• [Work required]
Find every line in the rows below that contains the word "dome" and copy each one out.

• [Entries]
[START]
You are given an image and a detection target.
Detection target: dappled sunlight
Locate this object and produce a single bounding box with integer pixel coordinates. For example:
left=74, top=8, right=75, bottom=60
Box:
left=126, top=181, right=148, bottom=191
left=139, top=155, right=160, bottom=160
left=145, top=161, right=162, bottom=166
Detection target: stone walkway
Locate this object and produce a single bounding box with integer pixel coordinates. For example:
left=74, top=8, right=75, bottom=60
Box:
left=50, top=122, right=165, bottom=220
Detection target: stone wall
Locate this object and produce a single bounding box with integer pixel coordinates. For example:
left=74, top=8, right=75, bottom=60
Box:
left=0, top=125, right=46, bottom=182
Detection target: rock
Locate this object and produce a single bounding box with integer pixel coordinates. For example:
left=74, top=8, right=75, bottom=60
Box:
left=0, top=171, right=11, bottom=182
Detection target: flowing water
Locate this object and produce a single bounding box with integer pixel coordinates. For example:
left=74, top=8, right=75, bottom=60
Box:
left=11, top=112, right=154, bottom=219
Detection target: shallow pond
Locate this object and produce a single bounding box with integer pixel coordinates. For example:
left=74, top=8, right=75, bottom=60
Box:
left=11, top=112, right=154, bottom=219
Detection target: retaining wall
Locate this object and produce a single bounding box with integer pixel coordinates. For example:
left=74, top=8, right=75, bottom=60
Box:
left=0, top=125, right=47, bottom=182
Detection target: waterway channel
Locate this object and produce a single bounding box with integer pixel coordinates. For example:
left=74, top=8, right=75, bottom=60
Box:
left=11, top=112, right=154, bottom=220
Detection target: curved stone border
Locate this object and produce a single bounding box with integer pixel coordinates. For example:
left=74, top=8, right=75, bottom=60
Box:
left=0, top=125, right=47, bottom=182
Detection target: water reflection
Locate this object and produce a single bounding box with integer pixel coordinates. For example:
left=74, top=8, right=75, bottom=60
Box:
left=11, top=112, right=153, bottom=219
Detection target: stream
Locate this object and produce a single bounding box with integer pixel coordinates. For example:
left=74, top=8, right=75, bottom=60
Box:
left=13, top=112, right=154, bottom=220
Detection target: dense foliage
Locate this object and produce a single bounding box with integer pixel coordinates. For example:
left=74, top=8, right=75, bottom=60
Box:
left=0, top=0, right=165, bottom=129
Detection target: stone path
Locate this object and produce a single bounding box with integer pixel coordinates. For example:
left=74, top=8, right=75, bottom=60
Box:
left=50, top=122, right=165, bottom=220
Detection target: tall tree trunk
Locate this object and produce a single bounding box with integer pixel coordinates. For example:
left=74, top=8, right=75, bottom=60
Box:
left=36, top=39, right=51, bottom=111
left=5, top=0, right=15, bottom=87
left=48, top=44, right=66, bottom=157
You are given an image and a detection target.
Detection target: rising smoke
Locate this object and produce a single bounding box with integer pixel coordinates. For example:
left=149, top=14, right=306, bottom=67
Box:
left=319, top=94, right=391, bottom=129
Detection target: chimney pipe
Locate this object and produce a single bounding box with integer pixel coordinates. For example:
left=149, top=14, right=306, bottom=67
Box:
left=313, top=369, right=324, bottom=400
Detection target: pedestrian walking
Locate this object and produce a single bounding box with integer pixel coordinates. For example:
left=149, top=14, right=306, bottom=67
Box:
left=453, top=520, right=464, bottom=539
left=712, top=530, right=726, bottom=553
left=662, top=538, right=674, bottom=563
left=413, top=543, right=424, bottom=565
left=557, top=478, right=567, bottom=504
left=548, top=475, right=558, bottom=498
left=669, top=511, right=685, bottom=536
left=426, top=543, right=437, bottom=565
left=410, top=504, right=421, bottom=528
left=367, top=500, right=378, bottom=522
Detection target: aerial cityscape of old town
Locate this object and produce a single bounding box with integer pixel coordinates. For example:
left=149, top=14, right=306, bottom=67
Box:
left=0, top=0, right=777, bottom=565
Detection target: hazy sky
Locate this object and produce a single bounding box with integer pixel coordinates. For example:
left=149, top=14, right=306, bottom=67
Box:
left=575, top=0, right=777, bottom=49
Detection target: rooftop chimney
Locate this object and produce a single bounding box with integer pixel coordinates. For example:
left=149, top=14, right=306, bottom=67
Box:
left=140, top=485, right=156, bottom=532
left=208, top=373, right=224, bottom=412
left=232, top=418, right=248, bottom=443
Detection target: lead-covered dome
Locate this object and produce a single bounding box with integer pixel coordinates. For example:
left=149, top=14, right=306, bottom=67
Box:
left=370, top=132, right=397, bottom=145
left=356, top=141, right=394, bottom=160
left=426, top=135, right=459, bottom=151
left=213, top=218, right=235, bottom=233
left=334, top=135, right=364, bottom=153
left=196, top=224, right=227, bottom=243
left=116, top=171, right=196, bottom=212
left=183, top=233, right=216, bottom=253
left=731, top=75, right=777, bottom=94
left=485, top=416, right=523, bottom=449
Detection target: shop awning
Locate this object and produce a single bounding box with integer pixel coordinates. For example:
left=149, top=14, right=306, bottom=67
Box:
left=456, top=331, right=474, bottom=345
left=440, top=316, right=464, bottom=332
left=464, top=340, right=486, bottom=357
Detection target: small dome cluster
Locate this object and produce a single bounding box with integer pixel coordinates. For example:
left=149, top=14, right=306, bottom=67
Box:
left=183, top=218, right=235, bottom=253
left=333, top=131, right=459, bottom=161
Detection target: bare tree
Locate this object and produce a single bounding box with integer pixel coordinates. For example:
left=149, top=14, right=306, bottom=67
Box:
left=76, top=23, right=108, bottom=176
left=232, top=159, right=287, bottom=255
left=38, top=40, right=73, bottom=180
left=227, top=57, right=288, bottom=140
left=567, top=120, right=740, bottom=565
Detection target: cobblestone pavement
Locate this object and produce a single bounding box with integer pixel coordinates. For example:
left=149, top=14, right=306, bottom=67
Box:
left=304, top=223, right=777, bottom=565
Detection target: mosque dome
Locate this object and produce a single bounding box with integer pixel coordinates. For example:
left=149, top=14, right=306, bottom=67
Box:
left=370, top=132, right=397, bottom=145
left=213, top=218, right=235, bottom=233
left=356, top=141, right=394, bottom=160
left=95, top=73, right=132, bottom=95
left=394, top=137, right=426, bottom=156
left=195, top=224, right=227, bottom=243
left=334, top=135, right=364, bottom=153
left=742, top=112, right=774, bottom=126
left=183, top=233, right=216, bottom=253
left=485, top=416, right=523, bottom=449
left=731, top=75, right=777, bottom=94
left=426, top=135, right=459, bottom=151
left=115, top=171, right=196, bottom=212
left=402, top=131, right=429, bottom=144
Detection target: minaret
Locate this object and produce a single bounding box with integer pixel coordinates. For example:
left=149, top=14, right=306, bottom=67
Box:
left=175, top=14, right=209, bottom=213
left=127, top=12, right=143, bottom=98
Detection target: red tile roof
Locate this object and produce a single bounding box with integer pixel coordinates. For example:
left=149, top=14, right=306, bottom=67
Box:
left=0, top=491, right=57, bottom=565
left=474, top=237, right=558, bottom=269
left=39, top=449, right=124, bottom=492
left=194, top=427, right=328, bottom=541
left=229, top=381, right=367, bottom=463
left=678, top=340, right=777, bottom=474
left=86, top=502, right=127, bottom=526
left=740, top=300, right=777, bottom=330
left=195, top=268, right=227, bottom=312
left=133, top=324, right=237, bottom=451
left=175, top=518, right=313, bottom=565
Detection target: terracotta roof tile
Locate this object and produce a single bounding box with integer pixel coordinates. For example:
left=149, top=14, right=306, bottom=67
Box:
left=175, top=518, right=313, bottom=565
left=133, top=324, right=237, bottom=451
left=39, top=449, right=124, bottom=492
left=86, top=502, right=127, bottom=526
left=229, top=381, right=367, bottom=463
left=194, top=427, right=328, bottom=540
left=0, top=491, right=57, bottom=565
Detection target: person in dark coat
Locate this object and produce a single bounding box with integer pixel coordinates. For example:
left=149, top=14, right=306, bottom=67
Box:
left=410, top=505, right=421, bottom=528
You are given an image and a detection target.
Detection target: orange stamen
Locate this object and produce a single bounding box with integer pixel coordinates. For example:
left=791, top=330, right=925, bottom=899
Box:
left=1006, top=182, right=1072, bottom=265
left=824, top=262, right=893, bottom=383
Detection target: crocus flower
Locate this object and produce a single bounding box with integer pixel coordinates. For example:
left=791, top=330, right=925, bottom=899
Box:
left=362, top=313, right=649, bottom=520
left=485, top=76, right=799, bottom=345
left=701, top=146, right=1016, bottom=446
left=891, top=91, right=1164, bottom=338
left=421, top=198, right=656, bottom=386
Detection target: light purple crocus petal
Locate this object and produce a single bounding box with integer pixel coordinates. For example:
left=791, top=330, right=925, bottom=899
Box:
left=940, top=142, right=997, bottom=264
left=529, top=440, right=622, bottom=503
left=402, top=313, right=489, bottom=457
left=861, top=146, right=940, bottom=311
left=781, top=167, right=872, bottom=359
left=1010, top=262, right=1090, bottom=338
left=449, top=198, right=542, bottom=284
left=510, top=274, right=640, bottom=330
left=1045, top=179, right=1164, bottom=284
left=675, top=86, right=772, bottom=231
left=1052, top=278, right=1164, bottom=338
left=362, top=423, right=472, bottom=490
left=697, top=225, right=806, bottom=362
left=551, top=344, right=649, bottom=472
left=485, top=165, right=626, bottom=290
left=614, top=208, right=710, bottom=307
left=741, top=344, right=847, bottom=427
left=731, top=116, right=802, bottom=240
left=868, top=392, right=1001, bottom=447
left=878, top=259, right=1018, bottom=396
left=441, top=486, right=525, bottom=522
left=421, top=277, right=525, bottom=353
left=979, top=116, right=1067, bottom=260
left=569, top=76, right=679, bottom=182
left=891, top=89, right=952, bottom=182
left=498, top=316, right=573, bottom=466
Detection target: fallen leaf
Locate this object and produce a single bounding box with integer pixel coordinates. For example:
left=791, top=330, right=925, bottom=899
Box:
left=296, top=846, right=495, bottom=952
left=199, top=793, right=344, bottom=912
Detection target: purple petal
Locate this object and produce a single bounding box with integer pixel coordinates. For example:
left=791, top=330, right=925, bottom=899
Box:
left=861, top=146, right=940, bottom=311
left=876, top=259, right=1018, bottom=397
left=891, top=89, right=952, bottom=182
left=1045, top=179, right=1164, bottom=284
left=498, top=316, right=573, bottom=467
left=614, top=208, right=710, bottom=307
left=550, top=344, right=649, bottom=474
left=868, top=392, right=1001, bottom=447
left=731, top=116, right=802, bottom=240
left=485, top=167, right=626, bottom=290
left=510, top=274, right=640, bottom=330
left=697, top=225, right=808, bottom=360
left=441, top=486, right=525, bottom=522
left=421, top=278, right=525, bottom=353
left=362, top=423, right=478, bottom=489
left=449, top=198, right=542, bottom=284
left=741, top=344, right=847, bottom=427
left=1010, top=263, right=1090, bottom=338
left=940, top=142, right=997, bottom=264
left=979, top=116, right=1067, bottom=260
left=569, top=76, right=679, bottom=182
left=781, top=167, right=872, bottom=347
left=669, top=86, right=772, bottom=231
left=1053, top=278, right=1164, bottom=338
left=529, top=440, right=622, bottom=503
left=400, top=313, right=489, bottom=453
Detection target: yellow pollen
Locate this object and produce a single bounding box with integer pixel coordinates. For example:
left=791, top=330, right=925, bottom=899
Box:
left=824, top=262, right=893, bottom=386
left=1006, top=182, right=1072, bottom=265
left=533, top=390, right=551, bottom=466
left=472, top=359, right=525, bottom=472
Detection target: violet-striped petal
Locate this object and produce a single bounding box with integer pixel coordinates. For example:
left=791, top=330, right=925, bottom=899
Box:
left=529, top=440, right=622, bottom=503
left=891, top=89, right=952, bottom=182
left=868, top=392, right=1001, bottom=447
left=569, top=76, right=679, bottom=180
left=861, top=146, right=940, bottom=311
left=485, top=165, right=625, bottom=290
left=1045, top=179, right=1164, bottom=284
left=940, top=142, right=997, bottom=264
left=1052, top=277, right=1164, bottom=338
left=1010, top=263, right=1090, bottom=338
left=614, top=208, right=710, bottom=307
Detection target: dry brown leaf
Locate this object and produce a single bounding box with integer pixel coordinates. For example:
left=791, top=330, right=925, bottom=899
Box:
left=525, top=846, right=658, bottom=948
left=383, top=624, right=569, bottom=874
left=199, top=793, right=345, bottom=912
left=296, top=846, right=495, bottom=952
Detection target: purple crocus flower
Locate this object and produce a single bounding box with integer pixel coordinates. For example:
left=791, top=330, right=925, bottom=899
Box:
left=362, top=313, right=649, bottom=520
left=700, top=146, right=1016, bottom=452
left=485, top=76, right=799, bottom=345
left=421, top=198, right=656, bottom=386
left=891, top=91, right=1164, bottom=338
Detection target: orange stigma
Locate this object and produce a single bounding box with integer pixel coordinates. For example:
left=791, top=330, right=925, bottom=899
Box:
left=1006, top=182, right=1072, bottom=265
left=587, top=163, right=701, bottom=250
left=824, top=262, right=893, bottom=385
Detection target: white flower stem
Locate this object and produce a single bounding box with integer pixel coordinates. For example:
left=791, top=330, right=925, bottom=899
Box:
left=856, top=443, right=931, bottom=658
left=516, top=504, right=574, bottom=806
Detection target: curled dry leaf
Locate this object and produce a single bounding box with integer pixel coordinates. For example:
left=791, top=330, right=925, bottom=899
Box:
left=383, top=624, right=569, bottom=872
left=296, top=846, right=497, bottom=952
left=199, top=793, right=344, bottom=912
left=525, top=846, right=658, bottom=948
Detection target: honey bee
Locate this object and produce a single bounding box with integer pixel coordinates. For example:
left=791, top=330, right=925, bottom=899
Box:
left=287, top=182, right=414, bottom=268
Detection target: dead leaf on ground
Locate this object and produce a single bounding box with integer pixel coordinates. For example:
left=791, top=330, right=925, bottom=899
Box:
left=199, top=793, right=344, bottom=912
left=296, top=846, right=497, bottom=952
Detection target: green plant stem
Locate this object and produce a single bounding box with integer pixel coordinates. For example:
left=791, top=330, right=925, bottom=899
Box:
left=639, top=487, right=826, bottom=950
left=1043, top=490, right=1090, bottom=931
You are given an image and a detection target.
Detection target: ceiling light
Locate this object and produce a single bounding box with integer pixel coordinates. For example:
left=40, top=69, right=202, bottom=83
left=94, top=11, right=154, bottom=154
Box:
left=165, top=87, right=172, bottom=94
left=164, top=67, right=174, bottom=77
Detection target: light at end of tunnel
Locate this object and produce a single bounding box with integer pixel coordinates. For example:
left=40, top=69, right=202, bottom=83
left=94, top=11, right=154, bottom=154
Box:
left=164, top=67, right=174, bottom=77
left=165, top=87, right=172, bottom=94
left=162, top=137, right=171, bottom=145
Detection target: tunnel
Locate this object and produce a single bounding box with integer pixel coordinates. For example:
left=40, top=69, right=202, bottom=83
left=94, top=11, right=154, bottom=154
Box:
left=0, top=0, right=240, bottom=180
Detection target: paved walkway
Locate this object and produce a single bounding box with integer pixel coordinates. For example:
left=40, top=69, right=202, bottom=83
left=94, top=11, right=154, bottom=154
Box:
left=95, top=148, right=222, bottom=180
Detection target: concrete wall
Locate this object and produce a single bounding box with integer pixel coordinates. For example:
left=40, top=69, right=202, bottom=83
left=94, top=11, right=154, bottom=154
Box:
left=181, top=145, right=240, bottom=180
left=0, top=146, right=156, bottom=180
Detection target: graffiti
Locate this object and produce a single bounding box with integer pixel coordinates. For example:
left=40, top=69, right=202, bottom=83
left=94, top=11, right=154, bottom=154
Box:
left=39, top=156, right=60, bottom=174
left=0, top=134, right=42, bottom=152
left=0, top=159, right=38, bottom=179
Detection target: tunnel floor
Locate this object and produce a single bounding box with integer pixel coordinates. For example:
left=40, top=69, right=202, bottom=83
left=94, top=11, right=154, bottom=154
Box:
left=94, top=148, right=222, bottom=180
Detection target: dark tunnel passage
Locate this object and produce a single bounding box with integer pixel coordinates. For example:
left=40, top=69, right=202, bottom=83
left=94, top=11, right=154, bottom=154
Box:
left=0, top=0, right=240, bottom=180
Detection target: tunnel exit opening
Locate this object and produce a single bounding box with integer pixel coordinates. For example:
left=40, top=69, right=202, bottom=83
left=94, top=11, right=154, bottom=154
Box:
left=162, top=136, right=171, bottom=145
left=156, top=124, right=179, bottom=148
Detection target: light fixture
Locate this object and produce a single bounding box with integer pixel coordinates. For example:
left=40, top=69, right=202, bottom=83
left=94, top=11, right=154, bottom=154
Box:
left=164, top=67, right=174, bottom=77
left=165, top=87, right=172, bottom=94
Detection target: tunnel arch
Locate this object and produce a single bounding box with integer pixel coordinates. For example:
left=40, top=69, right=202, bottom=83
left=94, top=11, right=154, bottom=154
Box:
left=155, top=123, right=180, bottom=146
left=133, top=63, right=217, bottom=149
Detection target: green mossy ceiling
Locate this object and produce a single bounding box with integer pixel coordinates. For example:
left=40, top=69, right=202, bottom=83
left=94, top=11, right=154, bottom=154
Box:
[END]
• [Exercise output]
Detection target: lead-covered dome
Detection target: small dome cluster
Detection target: mosque dome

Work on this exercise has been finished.